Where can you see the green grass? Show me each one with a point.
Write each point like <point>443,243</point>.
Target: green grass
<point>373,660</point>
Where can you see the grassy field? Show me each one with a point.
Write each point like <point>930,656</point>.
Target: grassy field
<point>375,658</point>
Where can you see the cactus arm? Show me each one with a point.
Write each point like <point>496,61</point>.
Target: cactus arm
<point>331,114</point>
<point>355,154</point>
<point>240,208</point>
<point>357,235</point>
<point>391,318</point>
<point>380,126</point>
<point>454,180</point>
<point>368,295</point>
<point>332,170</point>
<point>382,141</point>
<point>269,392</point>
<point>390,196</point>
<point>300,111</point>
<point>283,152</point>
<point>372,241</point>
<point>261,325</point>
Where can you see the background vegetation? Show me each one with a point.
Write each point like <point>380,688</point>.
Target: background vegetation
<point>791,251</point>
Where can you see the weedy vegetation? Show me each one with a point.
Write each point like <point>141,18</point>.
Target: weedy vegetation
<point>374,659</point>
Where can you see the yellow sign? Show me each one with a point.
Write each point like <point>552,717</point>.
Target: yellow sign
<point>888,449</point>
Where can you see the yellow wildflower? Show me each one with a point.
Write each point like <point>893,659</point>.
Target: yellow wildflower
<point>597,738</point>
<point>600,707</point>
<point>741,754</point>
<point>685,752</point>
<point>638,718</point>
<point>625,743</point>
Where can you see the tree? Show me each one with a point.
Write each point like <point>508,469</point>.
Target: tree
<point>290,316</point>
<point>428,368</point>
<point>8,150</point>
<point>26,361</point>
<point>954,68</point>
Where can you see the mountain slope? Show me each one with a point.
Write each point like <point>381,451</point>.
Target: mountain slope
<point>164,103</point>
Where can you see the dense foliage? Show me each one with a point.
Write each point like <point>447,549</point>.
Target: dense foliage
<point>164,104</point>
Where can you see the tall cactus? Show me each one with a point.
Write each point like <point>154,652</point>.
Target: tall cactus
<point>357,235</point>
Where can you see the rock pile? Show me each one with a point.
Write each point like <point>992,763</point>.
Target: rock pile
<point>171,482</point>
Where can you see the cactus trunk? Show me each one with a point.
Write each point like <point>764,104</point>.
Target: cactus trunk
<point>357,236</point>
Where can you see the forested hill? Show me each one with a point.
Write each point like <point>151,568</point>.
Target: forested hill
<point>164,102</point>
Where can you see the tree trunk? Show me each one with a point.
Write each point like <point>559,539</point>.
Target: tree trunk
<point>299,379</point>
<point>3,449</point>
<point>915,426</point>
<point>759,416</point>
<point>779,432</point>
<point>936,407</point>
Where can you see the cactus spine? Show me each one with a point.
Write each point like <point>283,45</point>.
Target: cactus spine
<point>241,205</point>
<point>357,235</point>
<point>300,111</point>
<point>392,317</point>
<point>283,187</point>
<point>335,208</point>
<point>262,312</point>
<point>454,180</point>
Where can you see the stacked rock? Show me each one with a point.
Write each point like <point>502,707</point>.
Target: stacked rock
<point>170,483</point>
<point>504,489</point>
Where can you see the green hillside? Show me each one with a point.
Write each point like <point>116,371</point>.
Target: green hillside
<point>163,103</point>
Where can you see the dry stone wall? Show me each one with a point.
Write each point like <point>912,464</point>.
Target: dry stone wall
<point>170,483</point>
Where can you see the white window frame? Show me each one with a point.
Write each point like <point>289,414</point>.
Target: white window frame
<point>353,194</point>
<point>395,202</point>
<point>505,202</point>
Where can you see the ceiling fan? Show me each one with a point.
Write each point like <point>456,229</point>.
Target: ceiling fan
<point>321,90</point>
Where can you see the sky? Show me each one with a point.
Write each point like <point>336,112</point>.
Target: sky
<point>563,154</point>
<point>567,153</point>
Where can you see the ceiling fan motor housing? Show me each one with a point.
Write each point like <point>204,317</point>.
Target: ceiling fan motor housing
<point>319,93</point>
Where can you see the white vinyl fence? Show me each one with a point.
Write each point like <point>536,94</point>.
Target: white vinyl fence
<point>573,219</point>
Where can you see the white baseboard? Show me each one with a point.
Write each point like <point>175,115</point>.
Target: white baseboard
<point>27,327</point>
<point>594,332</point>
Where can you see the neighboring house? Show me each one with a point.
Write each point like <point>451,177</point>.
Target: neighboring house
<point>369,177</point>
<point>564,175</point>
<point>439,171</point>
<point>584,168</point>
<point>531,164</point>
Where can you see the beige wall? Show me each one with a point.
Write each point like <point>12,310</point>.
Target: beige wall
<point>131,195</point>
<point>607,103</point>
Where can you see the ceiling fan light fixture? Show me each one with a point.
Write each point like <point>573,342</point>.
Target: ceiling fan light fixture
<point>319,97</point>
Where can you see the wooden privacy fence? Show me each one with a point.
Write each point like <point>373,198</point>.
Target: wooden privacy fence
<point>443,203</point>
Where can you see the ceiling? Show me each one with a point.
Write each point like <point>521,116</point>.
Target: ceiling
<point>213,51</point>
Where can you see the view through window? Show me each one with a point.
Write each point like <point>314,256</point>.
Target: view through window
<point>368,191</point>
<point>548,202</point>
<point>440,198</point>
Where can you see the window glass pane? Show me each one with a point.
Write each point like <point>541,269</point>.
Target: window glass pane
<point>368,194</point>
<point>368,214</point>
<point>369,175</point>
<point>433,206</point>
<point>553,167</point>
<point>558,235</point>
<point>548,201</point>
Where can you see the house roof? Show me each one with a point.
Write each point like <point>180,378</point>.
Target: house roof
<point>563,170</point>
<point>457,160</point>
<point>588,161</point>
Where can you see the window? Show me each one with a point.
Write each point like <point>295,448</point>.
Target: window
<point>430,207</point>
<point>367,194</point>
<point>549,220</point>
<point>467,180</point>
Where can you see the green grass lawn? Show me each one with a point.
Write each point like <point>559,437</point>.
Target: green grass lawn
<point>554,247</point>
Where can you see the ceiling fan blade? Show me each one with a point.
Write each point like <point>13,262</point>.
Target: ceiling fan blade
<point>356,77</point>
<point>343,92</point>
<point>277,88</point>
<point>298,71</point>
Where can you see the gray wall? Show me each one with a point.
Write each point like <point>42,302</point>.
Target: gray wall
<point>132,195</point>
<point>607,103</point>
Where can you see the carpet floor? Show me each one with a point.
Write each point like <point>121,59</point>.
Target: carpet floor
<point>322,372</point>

· · ·

INSTRUCTIONS TO FOLLOW
Copy out every one of the rows above, without changing a single character.

RESULT OF THIS TASK
Where can you see the green grass? Show me each one with a point.
Write each point like <point>443,243</point>.
Target: green grass
<point>373,660</point>
Where can you see the grassy field? Show me each one with a point.
Write each point like <point>930,656</point>.
Target: grassy field
<point>375,658</point>
Where can you see the cactus arm? Show me each one with a point.
Write each point like <point>496,61</point>.
Target: cactus arm
<point>331,114</point>
<point>355,154</point>
<point>240,208</point>
<point>357,235</point>
<point>391,318</point>
<point>380,126</point>
<point>454,180</point>
<point>368,295</point>
<point>332,170</point>
<point>382,141</point>
<point>269,392</point>
<point>390,196</point>
<point>300,111</point>
<point>283,152</point>
<point>372,241</point>
<point>261,325</point>
Where can you see the background vegetation? Show me each one with a point.
Write each point like <point>380,688</point>.
Target: background vegetation
<point>791,251</point>
Where can you see the weedy vegetation? Show me each one with a point.
Write each point like <point>141,18</point>.
Target: weedy vegetation
<point>374,659</point>
Where can you see the yellow sign? Show me each one with a point.
Write each point like <point>552,717</point>.
Target: yellow sign
<point>888,449</point>
Where can you see the yellow wildflower? Show me each one with a point.
Write each point like <point>893,659</point>.
Target: yellow wildflower
<point>597,738</point>
<point>600,707</point>
<point>741,754</point>
<point>685,752</point>
<point>638,718</point>
<point>625,743</point>
Where can you see the tree? Show me each one with a point.
Write each point like <point>508,469</point>.
Target: tree
<point>290,316</point>
<point>428,368</point>
<point>8,150</point>
<point>26,361</point>
<point>954,68</point>
Where can you see the mountain slope? Show me each one with a point.
Write each point like <point>381,451</point>.
Target: mountain slope
<point>164,103</point>
Where can you see the dense foliage? Show me each one with a point.
Write each point like <point>447,549</point>.
Target: dense foliage
<point>164,104</point>
Where can you see the tall cactus? Show me each one with a point.
Write each point like <point>154,652</point>.
Target: tall cactus
<point>357,235</point>
Where can you see the rock pile? Show me each one with a point.
Write each point like <point>992,763</point>.
Target: rock pile
<point>171,482</point>
Where can you see the cactus trunk? Show me each one with a point.
Write each point like <point>764,104</point>.
Target: cactus trunk
<point>357,236</point>
Where can you see the forested hill? Show me each one with a point.
Write each point like <point>151,568</point>.
Target: forested hill
<point>164,102</point>
Where can you see the tree trunk? Show me each one with a point.
Write each point like <point>559,539</point>.
Target: tree trunk
<point>299,379</point>
<point>3,449</point>
<point>915,426</point>
<point>759,416</point>
<point>779,432</point>
<point>936,407</point>
Where can you see the cactus spine? Show me each one with a point.
Write each point like <point>283,45</point>.
Target: cactus spine
<point>241,205</point>
<point>357,235</point>
<point>300,111</point>
<point>392,317</point>
<point>283,187</point>
<point>335,208</point>
<point>262,312</point>
<point>454,180</point>
Where can you see the stacked rock? Show me each one with a point.
Write each point like <point>502,707</point>.
Target: stacked rock
<point>170,483</point>
<point>504,489</point>
Where can you see the green hillside? Show me each one with a point.
Write each point like <point>116,371</point>.
Target: green hillside
<point>163,103</point>
Where can you see the dry stone wall? Show me each one with a point.
Write each point like <point>912,464</point>.
Target: dry stone wall
<point>170,483</point>
Where can you see the white window frame? Show me each one with a point.
Write each point like <point>289,414</point>.
Target: white window frame
<point>353,194</point>
<point>395,202</point>
<point>505,202</point>
Where can you see the ceiling fan? Show me each one with a point.
Write each point like <point>456,229</point>.
Target: ceiling fan
<point>321,90</point>
Where can you see the sky? Show me each one with a point.
Write each point like <point>336,112</point>.
Target: sky
<point>563,154</point>
<point>567,153</point>
Where can you see the ceiling fan motor housing? Show me each one with a point.
Write each point like <point>204,317</point>.
Target: ceiling fan motor housing
<point>319,93</point>
Where can you see the white vinyl fence? Show me each one with a point.
Write each point like <point>536,94</point>.
Target: white vinyl fence
<point>573,219</point>
Where can you see the white baseboard? Show me each one with a point.
Write each point like <point>175,115</point>.
Target: white baseboard
<point>27,327</point>
<point>594,332</point>
Where can you see the neighboring house? Show me each one with a point.
Write each point like <point>451,177</point>.
Target: neighboring house
<point>369,177</point>
<point>564,175</point>
<point>439,171</point>
<point>584,168</point>
<point>531,164</point>
Where can you see the beige wall? Show me each one with a point.
Write each point like <point>12,310</point>.
Target: beige wall
<point>131,195</point>
<point>607,103</point>
Where can you see the ceiling fan light fixture? Show me each one with a point.
Write each point like <point>573,342</point>.
Target: ceiling fan light fixture
<point>319,97</point>
Where can you see the wooden privacy fence? Show me each one with a point.
Write each point like <point>373,198</point>.
Target: wooden privacy fence
<point>443,203</point>
Where can you see the ceiling? Show me each one with a point.
Write each point like <point>521,116</point>.
Target: ceiling
<point>213,51</point>
Where can you see the view through window? Show me each one with a point.
Write each point like <point>314,256</point>.
Target: view through window
<point>368,191</point>
<point>548,202</point>
<point>440,198</point>
Where can you see the window glass pane? Show me each one with a point.
Write each point like <point>541,269</point>.
Target: window glass pane
<point>368,194</point>
<point>368,214</point>
<point>369,175</point>
<point>433,206</point>
<point>553,167</point>
<point>558,235</point>
<point>548,201</point>
Where can you see the house roof? Show me each one with a point.
Write each point like <point>180,378</point>.
Target: house roof
<point>563,170</point>
<point>457,160</point>
<point>588,161</point>
Where can you see the window? Show me each one with a point.
Write each point like <point>295,448</point>.
Target: window
<point>430,207</point>
<point>367,194</point>
<point>549,220</point>
<point>467,180</point>
Where can you see the green grass lawn? Show me each one with a point.
Write each point like <point>559,437</point>.
Target: green grass lawn
<point>554,247</point>
Where can you see the ceiling fan blade? Show me each one with a point.
Write each point like <point>13,262</point>.
Target: ceiling fan blade
<point>356,77</point>
<point>343,92</point>
<point>277,88</point>
<point>298,71</point>
Where can you see the gray wall? Show me each one with a point.
Write each point like <point>42,302</point>.
Target: gray wall
<point>132,195</point>
<point>607,103</point>
Where can you see the carpet floor? Show me each one with a point.
Write each point like <point>121,59</point>.
Target: carpet floor
<point>322,372</point>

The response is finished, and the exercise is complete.